(TASK REQUIREMENTS):
**a.** In the personal account, what did Wheezey encourage the writer to do?
**b.** Render the stored items as a JSON list of strings, one string per line and blank lines left out. Cover only the lines from the start of the stored items up to and including the line with "1109;562;1190;615".

(SOURCE PASSAGE):
+++

I did try to tell someone.

They didn't listen to me. They didn't even let me finish my sentence. 

Like I said in a previous chapter depression is something you can't just go out and tell someone. Fear is a big thing. It can control you like a puppet connected to its strings. It controls you makes you think things you would never think.

Here's the situation.

I was in 2nd block one day and I was talking with Elijah. I couldn't remember how it started, but we had a conversation and it turned to depression. I said,

   " It takes a lot of courage and bravery to tell someone. "

Then I told them I had a taste of depression. I know what it feels like. 

Now I'm not going to call them out, they know who they are though. I will say they were close to me. They looked at me in my eyes and said.

   " The lights still in your eyes. "

   " What? But ***** I only sai- "

   " You don't have the dead look in your eyes. There's still light in them."

That's the thing.

I'm a good actor.

I've acted for that long saying I was fine and that everything was fine. I must be a good actor. I felt hurt. To have him look at me and say that. It hurt. 

EXPLANATION TIME

I like school. Ya I know I'm a freak. I like school. I like reading, writing, and learning. That's why I bet I didn't look dead.

So you see I tried to tell someone and that took so much courage and bravery to only be shut down. That became another fear added to telling someone. 

My fears about telling someone:

1. I was afraid they wouldn't believe me

2. I was afraid they would think I'm lying

3. I was afraid they would think I'm dramatic

4. I was afraid they would say I'm attention seeking

During this time as well I didn't feel emotionally well. 

Naturally I didn't like myself. I would always say I'm not good enough. I don't deserve this. I look terrible. I shut my real self away from the world. I crawled into my shell of loneliness. 

I was disgusted with myself. Now before you get mad I am getting better. I promise I am. I won't talk about that now. That'll be later.

For now back to the subject. 

Wheezey was back and I thought I had someone to talk to. Someone who would understand. I told her about it. She encouraged me to tell my dad. To tell my mom. I told her I would try.

Eventually Wheezey If you're reading this then here is the reason why I stopped talking about deep stuff with you. It wasn't your fault. 

It was mine.

Another fear developed.

5. I was afraid my situation would pull Wheezey back into her depression.

I didn't want you to go back to that sad life right when you are trying to get out of it.

So I never told you anything else deep about my life. I tried to anyway.

I eventually built up the courage to tell my mom. I couldn't look her in the eyes as I told her. She kept asking me how I was feeling asked If I loved her and why. I told her everything and cried. She said that we need to tell your dad.

   " Okay. "

When my dad came in I told him. He was....

Disappointed in me.


He said he could never imagine me doing that. That I'm not the type of person to give up like that. He said I'm never selfish. That I'm the most selfless person he knows. That he has ever seen. 

He said that is the most selfish thing I've ever done. He said I've never been selfish. I do things for people and they don't help me back and things like that.

+++

(Stored items):
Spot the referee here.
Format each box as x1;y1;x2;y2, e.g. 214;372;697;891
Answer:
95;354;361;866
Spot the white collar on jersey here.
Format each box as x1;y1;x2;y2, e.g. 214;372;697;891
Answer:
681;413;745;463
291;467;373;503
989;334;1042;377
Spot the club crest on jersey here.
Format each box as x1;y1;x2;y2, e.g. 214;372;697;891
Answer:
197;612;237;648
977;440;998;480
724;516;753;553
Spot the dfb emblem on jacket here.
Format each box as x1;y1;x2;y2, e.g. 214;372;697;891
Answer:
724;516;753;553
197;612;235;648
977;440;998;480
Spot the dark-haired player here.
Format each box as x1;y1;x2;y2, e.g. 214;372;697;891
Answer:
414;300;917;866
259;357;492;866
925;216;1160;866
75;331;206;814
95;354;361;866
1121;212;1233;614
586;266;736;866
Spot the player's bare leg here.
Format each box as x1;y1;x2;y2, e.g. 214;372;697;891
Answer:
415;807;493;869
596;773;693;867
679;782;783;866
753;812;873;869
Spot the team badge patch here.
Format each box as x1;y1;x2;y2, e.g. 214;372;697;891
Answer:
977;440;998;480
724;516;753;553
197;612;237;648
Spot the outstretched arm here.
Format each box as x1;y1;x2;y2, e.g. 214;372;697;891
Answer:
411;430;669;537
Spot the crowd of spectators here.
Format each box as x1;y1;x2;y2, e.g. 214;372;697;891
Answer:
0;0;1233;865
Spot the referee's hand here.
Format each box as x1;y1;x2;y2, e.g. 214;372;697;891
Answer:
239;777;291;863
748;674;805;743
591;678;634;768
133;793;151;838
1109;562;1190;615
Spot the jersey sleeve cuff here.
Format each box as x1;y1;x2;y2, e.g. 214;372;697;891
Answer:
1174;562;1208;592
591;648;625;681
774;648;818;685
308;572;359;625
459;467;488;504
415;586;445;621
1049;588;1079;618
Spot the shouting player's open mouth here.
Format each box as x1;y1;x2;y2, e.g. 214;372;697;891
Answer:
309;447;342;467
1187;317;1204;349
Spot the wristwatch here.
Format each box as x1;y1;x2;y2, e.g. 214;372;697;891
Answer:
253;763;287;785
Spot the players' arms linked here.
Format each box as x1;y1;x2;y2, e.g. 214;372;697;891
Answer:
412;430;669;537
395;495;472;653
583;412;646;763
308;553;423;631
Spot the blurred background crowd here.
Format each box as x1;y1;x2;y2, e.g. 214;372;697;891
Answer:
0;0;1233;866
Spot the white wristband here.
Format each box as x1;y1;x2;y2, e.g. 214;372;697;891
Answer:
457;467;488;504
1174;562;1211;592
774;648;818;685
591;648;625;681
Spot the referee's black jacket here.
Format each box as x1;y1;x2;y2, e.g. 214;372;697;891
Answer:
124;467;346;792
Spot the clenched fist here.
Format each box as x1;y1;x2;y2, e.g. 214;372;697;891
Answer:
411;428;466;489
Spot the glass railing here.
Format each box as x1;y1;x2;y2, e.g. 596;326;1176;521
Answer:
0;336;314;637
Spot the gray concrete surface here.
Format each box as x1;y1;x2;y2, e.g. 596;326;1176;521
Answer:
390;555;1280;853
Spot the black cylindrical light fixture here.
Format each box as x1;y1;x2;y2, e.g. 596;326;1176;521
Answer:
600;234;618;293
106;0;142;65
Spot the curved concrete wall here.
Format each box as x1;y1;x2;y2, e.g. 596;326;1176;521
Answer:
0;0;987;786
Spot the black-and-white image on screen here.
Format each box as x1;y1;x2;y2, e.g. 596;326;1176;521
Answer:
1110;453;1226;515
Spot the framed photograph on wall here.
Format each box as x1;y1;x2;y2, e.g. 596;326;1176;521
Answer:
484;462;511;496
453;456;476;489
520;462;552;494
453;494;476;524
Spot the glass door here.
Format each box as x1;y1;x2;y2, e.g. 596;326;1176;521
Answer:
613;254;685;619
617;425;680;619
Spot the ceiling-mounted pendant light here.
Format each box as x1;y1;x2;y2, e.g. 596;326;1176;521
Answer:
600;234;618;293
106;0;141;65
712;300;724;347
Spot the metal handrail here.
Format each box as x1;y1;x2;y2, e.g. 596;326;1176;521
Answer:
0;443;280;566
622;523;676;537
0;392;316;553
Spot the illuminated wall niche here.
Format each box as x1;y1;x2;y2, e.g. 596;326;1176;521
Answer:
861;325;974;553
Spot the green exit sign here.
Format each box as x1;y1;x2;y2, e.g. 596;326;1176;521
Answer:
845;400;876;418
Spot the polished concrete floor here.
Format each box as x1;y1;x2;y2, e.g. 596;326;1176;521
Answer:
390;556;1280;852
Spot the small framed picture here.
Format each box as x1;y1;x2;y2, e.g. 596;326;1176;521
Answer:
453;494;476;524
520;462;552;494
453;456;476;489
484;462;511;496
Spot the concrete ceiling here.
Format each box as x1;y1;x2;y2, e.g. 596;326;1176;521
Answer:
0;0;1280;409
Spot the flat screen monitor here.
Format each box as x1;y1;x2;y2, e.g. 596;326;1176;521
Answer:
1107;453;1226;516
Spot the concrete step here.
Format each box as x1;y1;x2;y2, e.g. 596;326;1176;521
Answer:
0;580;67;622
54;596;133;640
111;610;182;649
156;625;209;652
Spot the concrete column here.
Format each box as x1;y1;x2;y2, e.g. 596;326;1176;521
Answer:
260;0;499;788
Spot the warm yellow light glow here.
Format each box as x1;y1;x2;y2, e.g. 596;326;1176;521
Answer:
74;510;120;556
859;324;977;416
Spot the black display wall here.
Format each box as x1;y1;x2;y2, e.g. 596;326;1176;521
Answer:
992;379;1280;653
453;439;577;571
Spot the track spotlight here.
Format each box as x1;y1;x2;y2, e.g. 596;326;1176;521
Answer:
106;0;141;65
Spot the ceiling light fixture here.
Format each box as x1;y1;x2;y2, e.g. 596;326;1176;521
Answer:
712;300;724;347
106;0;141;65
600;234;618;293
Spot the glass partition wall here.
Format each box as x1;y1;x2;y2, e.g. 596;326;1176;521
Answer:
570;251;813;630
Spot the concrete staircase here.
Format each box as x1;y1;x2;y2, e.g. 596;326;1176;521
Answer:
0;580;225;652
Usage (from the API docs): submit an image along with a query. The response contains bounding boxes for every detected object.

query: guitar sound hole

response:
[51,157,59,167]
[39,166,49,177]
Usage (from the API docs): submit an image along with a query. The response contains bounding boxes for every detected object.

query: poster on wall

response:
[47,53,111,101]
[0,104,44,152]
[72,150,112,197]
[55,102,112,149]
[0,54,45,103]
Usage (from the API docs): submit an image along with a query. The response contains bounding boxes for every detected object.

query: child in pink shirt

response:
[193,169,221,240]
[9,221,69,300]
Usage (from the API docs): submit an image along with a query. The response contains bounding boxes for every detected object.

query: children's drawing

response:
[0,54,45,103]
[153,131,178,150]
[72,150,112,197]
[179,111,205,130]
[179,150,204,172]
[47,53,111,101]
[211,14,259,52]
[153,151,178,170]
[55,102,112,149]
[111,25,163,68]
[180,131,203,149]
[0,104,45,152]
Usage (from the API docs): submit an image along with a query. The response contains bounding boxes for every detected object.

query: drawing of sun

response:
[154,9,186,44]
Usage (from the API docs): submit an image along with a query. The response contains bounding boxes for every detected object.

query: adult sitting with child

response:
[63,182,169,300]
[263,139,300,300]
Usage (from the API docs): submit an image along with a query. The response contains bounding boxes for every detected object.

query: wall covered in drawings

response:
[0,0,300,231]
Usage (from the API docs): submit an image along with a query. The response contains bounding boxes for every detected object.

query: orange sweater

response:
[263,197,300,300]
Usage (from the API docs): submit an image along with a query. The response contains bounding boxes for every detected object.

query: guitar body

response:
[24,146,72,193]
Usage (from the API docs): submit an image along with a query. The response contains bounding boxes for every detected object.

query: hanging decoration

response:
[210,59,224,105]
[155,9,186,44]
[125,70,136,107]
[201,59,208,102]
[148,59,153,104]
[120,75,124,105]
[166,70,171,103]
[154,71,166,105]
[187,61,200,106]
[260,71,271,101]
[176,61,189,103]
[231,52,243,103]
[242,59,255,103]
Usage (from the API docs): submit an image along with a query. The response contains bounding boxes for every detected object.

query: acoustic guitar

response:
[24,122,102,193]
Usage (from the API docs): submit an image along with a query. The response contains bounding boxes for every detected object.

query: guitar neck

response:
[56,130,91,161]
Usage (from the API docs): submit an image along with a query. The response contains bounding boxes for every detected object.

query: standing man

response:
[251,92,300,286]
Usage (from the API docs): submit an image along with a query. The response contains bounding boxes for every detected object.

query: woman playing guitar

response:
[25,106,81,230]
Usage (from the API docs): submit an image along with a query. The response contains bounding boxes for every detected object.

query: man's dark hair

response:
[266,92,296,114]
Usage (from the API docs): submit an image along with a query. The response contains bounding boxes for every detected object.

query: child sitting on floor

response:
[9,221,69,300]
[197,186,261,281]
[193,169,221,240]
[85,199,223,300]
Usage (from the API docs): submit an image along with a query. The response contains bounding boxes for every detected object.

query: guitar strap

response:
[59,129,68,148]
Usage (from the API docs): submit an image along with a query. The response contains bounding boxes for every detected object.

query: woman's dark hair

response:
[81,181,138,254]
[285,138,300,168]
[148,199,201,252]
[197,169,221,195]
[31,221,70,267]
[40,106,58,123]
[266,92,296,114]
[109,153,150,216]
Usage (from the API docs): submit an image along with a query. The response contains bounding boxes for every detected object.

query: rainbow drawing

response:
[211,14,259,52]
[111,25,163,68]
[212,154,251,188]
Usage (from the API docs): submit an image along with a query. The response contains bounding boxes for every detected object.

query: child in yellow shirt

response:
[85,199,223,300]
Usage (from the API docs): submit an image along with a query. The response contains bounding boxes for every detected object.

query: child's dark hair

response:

+++

(PER-TASK ANSWERS):
**a.** Wheezey encouraged the writer to tell their dad and their mom.

**b.**
[
  "Spot the referee here.",
  "Format each box as x1;y1;x2;y2, e.g. 214;372;697;891",
  "Answer:",
  "95;354;361;866",
  "Spot the white collar on jersey here.",
  "Format each box as x1;y1;x2;y2, e.g. 214;372;697;891",
  "Answer:",
  "681;413;745;463",
  "291;467;373;503",
  "989;334;1042;377",
  "Spot the club crest on jersey here.",
  "Format each box as x1;y1;x2;y2, e.g. 214;372;697;891",
  "Answer:",
  "197;612;237;648",
  "977;440;998;480",
  "724;516;753;553",
  "Spot the dfb emblem on jacket here.",
  "Format each box as x1;y1;x2;y2, e.g. 214;372;697;891",
  "Answer:",
  "724;516;753;553",
  "197;612;235;648",
  "977;440;998;480",
  "Spot the dark-haired player here.",
  "Format each box as x1;y1;x2;y2, e.g. 214;372;697;891",
  "Answer:",
  "414;300;917;866",
  "259;357;492;866",
  "925;216;1160;866",
  "75;331;206;814",
  "95;354;361;866",
  "1121;212;1233;614",
  "586;266;736;866",
  "Spot the player's bare leg here.",
  "Format each box as x1;y1;x2;y2, e.g. 214;372;697;891",
  "Answer:",
  "415;807;493;869",
  "596;773;693;867",
  "679;782;783;866",
  "753;812;873;869",
  "Spot the team badge patch here.",
  "Format each box as x1;y1;x2;y2, e.g. 214;372;697;891",
  "Answer:",
  "977;440;998;480",
  "724;516;753;553",
  "197;612;237;648",
  "Spot the outstretched arm here.",
  "Format each box as x1;y1;x2;y2, e.g. 214;372;697;891",
  "Answer:",
  "411;430;669;537",
  "Spot the crowd of spectators here.",
  "Format each box as x1;y1;x2;y2, e.g. 214;372;697;891",
  "Answer:",
  "0;0;1233;865",
  "Spot the referee's hand here.",
  "Format each box as x1;y1;x2;y2, e.g. 214;372;697;891",
  "Answer:",
  "239;777;291;863",
  "748;674;805;743",
  "591;678;634;768",
  "133;793;151;838",
  "1109;562;1190;615"
]